Time to learn about the Constitution!

Last week President Barack Obama threw a Hail Mary pass to win votes of Latinos. He promised to issue an executive order barring enforcement of deportation laws for children of illegal immigrants. This week I heard Rep. Steve King of Iowa threaten to sue the President for this and other usurpations on the Congress’ constitutional authority to legislate. But I noticed something about Rep. King’s comments. Not once did he say anything about the Congress’ enumerated powers over immigration policy. Just that he took offense that the power to issue executive orders was legislating from the Oval Office. (His toes were being stepped on!)

* WORK INSTRUCTIONS *
1/ Summarize the Constitution post in two sentences.
2/ Reproduce the stretch of the Constitution post from "Last week President" through "being stepped on!)" word for word.

* RECORD LIST *

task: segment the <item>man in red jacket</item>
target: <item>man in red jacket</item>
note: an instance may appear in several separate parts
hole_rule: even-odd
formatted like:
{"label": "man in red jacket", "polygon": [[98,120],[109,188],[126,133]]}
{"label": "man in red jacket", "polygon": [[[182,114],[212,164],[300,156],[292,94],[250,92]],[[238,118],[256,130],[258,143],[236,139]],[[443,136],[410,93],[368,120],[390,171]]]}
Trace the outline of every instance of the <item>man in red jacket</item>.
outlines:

* RESPONSES PER TASK *
1/ The writer says President Barack Obama, seeking Latino votes, promised an executive order barring enforcement of deportation laws for children of illegal immigrants, and that Rep. Steve King of Iowa then threatened to sue him over this and other usurpations of Congress's constitutional authority to legislate. The writer notes that King never mentioned Congress's enumerated powers over immigration policy and objected only that executive orders were legislating from the Oval Office.

2/
Last week President Barack Obama threw a Hail Mary pass to win votes of Latinos. He promised to issue an executive order barring enforcement of deportation laws for children of illegal immigrants. This week I heard Rep. Steve King of Iowa threaten to sue the President for this and other usurpations on the Congress’ constitutional authority to legislate. But I noticed something about Rep. King’s comments. Not once did he say anything about the Congress’ enumerated powers over immigration policy. Just that he took offense that the power to issue executive orders was legislating from the Oval Office. (His toes were being stepped on!)